- **STORED DATA**:
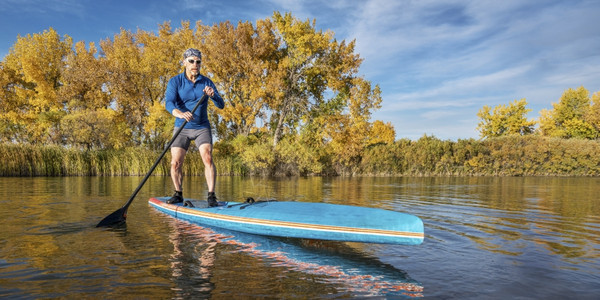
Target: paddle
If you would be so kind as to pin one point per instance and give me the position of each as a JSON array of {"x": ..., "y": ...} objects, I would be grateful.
[{"x": 118, "y": 217}]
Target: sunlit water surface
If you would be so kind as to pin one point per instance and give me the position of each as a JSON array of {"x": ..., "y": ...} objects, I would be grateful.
[{"x": 499, "y": 238}]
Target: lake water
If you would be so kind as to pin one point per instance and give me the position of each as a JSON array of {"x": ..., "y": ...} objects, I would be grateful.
[{"x": 485, "y": 238}]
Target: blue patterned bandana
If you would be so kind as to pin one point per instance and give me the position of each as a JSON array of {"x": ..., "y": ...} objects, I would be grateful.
[{"x": 192, "y": 52}]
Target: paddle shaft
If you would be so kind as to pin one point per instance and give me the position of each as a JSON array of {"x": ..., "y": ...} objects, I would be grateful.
[{"x": 123, "y": 210}]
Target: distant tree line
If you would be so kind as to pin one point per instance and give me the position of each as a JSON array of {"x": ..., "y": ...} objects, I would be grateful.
[
  {"x": 576, "y": 115},
  {"x": 295, "y": 106}
]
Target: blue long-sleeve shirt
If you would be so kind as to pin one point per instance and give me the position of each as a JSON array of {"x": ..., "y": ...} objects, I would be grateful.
[{"x": 183, "y": 94}]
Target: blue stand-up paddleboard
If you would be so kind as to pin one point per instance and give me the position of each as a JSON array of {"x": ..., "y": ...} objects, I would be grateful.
[{"x": 321, "y": 221}]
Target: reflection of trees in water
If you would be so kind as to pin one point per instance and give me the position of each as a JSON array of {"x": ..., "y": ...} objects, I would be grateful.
[{"x": 208, "y": 263}]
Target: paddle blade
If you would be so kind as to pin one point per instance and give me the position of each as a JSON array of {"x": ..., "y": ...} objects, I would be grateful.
[{"x": 116, "y": 218}]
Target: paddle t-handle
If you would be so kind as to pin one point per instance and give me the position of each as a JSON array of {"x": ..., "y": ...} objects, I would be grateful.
[{"x": 120, "y": 214}]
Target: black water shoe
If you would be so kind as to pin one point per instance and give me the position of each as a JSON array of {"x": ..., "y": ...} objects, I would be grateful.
[
  {"x": 212, "y": 200},
  {"x": 177, "y": 198}
]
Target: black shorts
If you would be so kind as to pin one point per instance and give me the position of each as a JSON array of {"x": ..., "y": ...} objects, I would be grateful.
[{"x": 185, "y": 137}]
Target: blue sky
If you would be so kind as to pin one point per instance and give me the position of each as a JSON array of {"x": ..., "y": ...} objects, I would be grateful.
[{"x": 437, "y": 62}]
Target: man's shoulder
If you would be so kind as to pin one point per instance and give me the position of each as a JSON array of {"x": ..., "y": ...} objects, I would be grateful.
[{"x": 177, "y": 78}]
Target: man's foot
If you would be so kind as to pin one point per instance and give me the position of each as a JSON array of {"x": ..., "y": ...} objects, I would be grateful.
[
  {"x": 177, "y": 198},
  {"x": 212, "y": 200}
]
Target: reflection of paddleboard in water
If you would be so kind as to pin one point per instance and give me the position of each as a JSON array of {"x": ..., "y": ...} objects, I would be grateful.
[
  {"x": 333, "y": 262},
  {"x": 321, "y": 221}
]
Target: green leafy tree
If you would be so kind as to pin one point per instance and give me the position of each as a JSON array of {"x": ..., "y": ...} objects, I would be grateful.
[{"x": 505, "y": 120}]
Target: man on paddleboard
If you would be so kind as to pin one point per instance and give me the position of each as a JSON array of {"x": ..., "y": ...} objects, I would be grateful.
[{"x": 183, "y": 93}]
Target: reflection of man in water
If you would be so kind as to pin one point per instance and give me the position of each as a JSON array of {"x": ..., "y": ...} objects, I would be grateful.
[{"x": 186, "y": 267}]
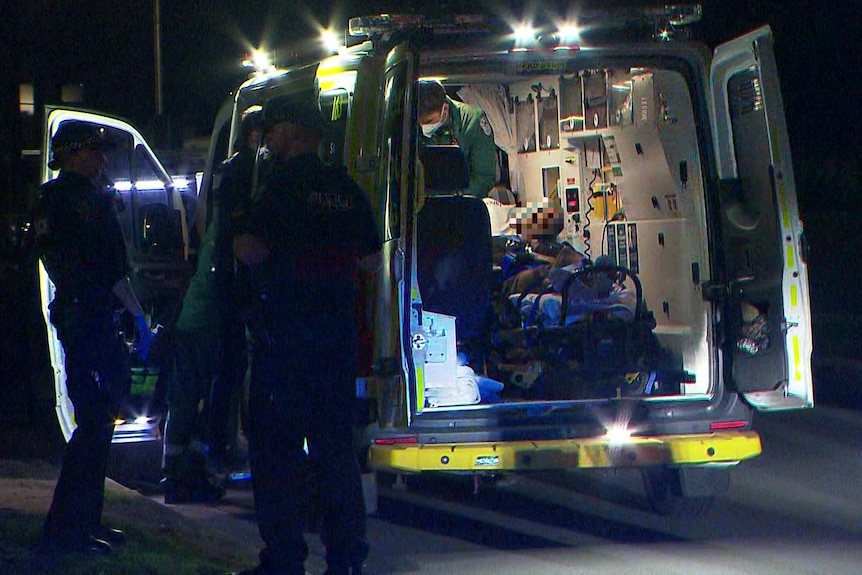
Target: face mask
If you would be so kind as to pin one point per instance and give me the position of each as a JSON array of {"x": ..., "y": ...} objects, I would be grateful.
[{"x": 429, "y": 129}]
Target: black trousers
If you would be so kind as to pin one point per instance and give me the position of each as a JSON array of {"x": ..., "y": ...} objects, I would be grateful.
[
  {"x": 97, "y": 381},
  {"x": 303, "y": 387}
]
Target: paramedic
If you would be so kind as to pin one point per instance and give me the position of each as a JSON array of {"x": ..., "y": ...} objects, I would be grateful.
[
  {"x": 235, "y": 188},
  {"x": 311, "y": 229},
  {"x": 78, "y": 237},
  {"x": 448, "y": 121},
  {"x": 210, "y": 346},
  {"x": 187, "y": 476}
]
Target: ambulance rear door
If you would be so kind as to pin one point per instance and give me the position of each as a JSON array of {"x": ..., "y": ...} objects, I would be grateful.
[{"x": 765, "y": 286}]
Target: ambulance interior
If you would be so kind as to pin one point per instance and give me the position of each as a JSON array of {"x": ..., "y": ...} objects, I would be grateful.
[{"x": 617, "y": 149}]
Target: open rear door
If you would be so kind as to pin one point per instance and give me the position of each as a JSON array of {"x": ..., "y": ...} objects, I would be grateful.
[{"x": 769, "y": 316}]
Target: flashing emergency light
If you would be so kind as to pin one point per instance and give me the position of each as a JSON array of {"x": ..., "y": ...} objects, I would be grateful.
[
  {"x": 259, "y": 61},
  {"x": 331, "y": 41}
]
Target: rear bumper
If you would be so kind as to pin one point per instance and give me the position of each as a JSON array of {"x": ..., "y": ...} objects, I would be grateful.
[{"x": 726, "y": 447}]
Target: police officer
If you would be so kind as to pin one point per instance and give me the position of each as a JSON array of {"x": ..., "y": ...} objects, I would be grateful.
[
  {"x": 447, "y": 121},
  {"x": 210, "y": 344},
  {"x": 311, "y": 229},
  {"x": 78, "y": 237}
]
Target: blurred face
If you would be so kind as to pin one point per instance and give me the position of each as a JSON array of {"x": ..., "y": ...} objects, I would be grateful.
[
  {"x": 432, "y": 121},
  {"x": 285, "y": 141}
]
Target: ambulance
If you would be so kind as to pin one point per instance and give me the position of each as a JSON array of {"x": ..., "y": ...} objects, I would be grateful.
[{"x": 670, "y": 163}]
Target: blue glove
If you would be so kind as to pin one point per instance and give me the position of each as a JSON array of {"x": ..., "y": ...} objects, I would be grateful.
[{"x": 143, "y": 337}]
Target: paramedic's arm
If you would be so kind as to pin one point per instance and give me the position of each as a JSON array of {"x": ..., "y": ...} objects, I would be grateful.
[
  {"x": 143, "y": 336},
  {"x": 483, "y": 158}
]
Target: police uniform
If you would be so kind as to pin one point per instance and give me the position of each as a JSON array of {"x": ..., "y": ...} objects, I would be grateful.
[
  {"x": 469, "y": 128},
  {"x": 79, "y": 239},
  {"x": 317, "y": 224}
]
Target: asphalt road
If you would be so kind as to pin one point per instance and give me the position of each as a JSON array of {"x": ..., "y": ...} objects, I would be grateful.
[{"x": 795, "y": 509}]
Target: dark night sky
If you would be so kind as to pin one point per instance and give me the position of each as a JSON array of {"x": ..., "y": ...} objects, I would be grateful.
[{"x": 108, "y": 45}]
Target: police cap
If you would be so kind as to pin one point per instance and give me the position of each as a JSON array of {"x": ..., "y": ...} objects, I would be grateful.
[{"x": 72, "y": 137}]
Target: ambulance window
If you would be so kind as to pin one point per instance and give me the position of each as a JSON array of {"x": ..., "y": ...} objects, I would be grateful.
[
  {"x": 525, "y": 124},
  {"x": 335, "y": 106},
  {"x": 393, "y": 142},
  {"x": 549, "y": 126}
]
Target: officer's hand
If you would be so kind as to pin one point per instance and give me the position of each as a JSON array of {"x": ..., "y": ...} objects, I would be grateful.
[
  {"x": 249, "y": 250},
  {"x": 143, "y": 337}
]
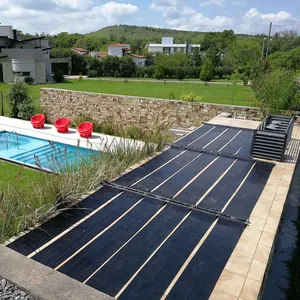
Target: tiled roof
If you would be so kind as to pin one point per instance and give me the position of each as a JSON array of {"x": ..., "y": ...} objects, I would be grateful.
[
  {"x": 80, "y": 50},
  {"x": 117, "y": 45},
  {"x": 102, "y": 54}
]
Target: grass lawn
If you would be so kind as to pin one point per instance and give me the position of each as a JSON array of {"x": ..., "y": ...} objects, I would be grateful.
[
  {"x": 17, "y": 175},
  {"x": 213, "y": 93}
]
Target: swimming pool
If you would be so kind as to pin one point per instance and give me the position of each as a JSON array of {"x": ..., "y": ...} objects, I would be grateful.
[{"x": 41, "y": 153}]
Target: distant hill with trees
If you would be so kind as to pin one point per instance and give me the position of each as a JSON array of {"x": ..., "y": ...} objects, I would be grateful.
[{"x": 120, "y": 32}]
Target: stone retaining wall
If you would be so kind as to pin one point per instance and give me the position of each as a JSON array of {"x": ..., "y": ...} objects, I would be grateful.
[{"x": 131, "y": 110}]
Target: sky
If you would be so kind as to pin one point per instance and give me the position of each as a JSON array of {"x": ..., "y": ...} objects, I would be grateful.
[{"x": 83, "y": 16}]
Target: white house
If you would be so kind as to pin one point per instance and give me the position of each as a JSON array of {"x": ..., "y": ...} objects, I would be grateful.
[
  {"x": 139, "y": 60},
  {"x": 81, "y": 51},
  {"x": 120, "y": 50},
  {"x": 167, "y": 46},
  {"x": 20, "y": 59}
]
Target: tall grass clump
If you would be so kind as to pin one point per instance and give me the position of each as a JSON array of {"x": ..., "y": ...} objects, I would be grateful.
[{"x": 24, "y": 206}]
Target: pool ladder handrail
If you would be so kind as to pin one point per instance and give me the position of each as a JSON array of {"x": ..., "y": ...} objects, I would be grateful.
[{"x": 17, "y": 137}]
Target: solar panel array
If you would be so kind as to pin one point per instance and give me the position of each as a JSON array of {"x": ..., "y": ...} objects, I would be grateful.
[{"x": 164, "y": 230}]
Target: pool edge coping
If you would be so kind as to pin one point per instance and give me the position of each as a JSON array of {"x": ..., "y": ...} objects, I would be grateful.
[{"x": 43, "y": 282}]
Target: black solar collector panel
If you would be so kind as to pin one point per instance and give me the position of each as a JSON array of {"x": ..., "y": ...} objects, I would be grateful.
[
  {"x": 244, "y": 201},
  {"x": 145, "y": 169},
  {"x": 182, "y": 178},
  {"x": 201, "y": 184},
  {"x": 165, "y": 172},
  {"x": 245, "y": 151},
  {"x": 92, "y": 257},
  {"x": 47, "y": 231},
  {"x": 64, "y": 247},
  {"x": 222, "y": 140},
  {"x": 222, "y": 192},
  {"x": 113, "y": 276},
  {"x": 196, "y": 134},
  {"x": 200, "y": 276},
  {"x": 208, "y": 138},
  {"x": 159, "y": 272},
  {"x": 235, "y": 145}
]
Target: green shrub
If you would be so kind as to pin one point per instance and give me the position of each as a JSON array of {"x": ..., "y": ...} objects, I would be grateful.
[
  {"x": 191, "y": 97},
  {"x": 160, "y": 72},
  {"x": 117, "y": 74},
  {"x": 207, "y": 73},
  {"x": 180, "y": 74},
  {"x": 1, "y": 73},
  {"x": 92, "y": 74},
  {"x": 26, "y": 110},
  {"x": 277, "y": 91},
  {"x": 171, "y": 96},
  {"x": 21, "y": 102},
  {"x": 58, "y": 76},
  {"x": 29, "y": 80}
]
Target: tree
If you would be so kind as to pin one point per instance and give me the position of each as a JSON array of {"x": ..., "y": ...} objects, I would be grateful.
[
  {"x": 196, "y": 58},
  {"x": 160, "y": 72},
  {"x": 20, "y": 101},
  {"x": 207, "y": 73},
  {"x": 243, "y": 55},
  {"x": 276, "y": 91},
  {"x": 127, "y": 66},
  {"x": 180, "y": 74},
  {"x": 110, "y": 64},
  {"x": 289, "y": 60},
  {"x": 93, "y": 64}
]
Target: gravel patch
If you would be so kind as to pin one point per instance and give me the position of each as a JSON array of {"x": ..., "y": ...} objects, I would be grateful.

- **WHAT THE TASK ASKS**:
A single number is the whole answer: how many lines in the entries hold the word "water".

- **TASK RESULT**:
6